### Aim of the task
A verbatim copy of the data is wanted, minus any picture in it.

Data items:
'''

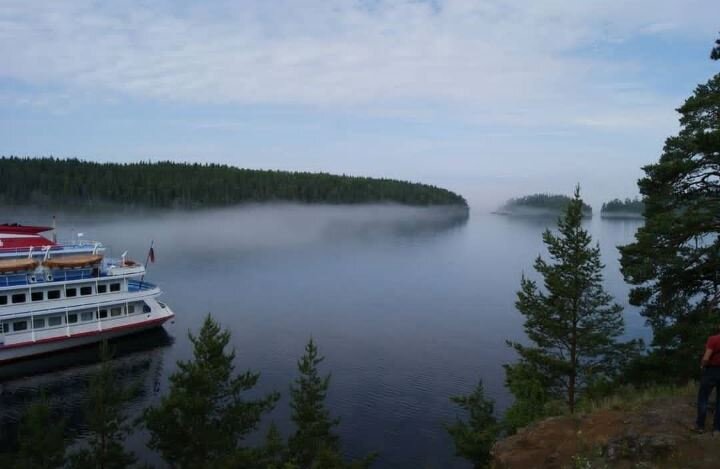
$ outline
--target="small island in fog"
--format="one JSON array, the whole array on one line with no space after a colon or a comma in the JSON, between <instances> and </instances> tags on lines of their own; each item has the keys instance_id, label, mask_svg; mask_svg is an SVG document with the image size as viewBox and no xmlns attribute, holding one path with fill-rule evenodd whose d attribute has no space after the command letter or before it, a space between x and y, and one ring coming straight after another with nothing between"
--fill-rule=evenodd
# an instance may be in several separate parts
<instances>
[{"instance_id":1,"label":"small island in fog","mask_svg":"<svg viewBox=\"0 0 720 469\"><path fill-rule=\"evenodd\" d=\"M613 199L605 202L600 211L602 218L643 218L645 204L642 200L635 199Z\"/></svg>"},{"instance_id":2,"label":"small island in fog","mask_svg":"<svg viewBox=\"0 0 720 469\"><path fill-rule=\"evenodd\" d=\"M532 194L513 198L494 211L497 215L557 216L563 213L572 198L561 194ZM592 217L592 207L583 203L583 216Z\"/></svg>"}]
</instances>

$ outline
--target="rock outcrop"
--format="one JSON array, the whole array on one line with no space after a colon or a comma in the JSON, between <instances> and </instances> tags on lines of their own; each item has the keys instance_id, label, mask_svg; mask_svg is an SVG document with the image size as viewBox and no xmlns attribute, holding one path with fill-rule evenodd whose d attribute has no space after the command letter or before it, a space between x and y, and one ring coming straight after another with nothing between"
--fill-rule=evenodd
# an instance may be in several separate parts
<instances>
[{"instance_id":1,"label":"rock outcrop","mask_svg":"<svg viewBox=\"0 0 720 469\"><path fill-rule=\"evenodd\" d=\"M694 419L690 394L549 418L499 441L494 467L720 467L720 435L692 433Z\"/></svg>"}]
</instances>

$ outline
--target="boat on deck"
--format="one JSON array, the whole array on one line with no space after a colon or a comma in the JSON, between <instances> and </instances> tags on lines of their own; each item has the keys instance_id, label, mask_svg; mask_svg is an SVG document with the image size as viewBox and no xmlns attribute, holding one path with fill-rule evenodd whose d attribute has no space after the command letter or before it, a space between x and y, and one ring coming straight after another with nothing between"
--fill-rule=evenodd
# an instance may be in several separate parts
<instances>
[{"instance_id":1,"label":"boat on deck","mask_svg":"<svg viewBox=\"0 0 720 469\"><path fill-rule=\"evenodd\" d=\"M0 366L174 318L144 265L107 257L100 242L58 243L50 230L0 225Z\"/></svg>"}]
</instances>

'''

### Solution to this exercise
$ outline
--target="small island in fog"
--format="one JSON array, the whole array on one line with no space after a colon or a comma in the JSON, between <instances> and </instances> tags on lines of their own; each item has the keys instance_id, label, mask_svg; mask_svg is an SVG document with the image size as viewBox and no xmlns attribute, holding one path with fill-rule evenodd whose d attribute has no space after the command letter or before it, a space between x and y, and one ring coming straight after another with nothing between"
--fill-rule=evenodd
# an instance may be in several separate parts
<instances>
[{"instance_id":1,"label":"small island in fog","mask_svg":"<svg viewBox=\"0 0 720 469\"><path fill-rule=\"evenodd\" d=\"M613 199L605 202L600 211L602 218L643 218L645 204L642 200L635 199Z\"/></svg>"},{"instance_id":2,"label":"small island in fog","mask_svg":"<svg viewBox=\"0 0 720 469\"><path fill-rule=\"evenodd\" d=\"M532 194L513 198L494 211L497 215L557 216L563 213L572 198L561 194ZM592 217L592 207L583 203L583 216Z\"/></svg>"}]
</instances>

$ outline
--target="rock outcrop"
--format="one JSON array, the whole array on one line with no space after a colon or a comma in the JSON, between <instances> and </instances> tags on lines of their own; each item has the keys instance_id, label, mask_svg; mask_svg is an SVG document with the image size as viewBox and no xmlns attribute, holding one path with fill-rule evenodd whose d attribute has no space after the command letter or before it, a space between x and y, and one ring coming straight after another with nothing between"
--fill-rule=evenodd
# an instance may be in several separate parts
<instances>
[{"instance_id":1,"label":"rock outcrop","mask_svg":"<svg viewBox=\"0 0 720 469\"><path fill-rule=\"evenodd\" d=\"M694 419L690 394L549 418L499 441L494 467L720 467L720 435L692 433Z\"/></svg>"}]
</instances>

$ outline
--target="boat on deck"
--format="one JSON array, the whole array on one line with no space after a colon or a comma in the JSON, between <instances> and </instances> tags on lines of their own; each item has the keys instance_id, label, mask_svg; mask_svg is an SVG document with the image size as viewBox and no xmlns attribute, holding one path with fill-rule evenodd whose d attribute has no space after the command letter or before it, a space between x and y, and one ring coming straight after another with nothing between"
--fill-rule=evenodd
# an instance may be in several separate parts
<instances>
[{"instance_id":1,"label":"boat on deck","mask_svg":"<svg viewBox=\"0 0 720 469\"><path fill-rule=\"evenodd\" d=\"M0 366L174 318L144 265L107 257L100 242L58 243L50 230L0 225Z\"/></svg>"}]
</instances>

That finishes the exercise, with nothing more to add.